#### Quellenauszug
Süddeutsche Zeitung

Das Valley und der Präsident:Sie hassen und sie lieben ihn

Lesezeit: 4 min

Das Silicon Valley begreift sich als freiheitsliebend. Das verträgt sich nicht mit Trumps Politik.

Von Johannes Kuhn, New Orleans

Die Zukunft stellte sich für das Silicon Valley lange Zeit als Kurve dar: Steil führte sie nach oben, hin zum technologischen und zivilisatorischen Fortschritt, so die Erwartungshaltung. Auch die Politik hatte darauf keinen Einfluss. Zyniker behaupten, Washington sei für die Technologiebranche nur in zwei Punkten relevant: bei den Steuern und der Vergabe von Visa für ausländische Mitarbeiter. Seit Beginn der Trump-Ära hat sich das geändert. Den Granden an der Westküste dämmert, dass sie nicht mehr die einzigen "Changemaker" im Land sind. Könnte Donald Trump die Zukunftskurve tatsächlich in eine völlig andere Richtung biegen?

Noch geht es vor allem ums Prinzip: Das Einreiseverbot für Menschen aus sieben mehrheitlich muslimischen Ländern betraf nur einen kleinen Teil der Mitarbeiter, dennoch erschütterte es die Branche. Nirgendwo sonst stellen Einwanderer der ersten oder zweiten Generation - gerade aus Asien - mehr Gründer und Führungspersonal als im Technologiebereich. Und schon bald könnte es ums Geschäft gehen: Derzeit kursiert der Entwurf eines Dekrets der Trump-Regierung, das die Vergabe der H1B-Visa einschränken könnte, mit denen die Firmen hoch qualifizierte Arbeitskräfte aus aller Welt ins Land holen.

#### Vorliegende Daten
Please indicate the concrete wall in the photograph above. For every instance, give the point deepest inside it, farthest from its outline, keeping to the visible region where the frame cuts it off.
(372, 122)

#### Aufgabenstellung
Welche Orte und Regionen werden im Quellenauszug namentlich genannt? Führe sie vollständig in der Reihenfolge ihres ersten Vorkommens auf.

#### Lösung
Silicon Valley, New Orleans, Washington, Westküste, Asien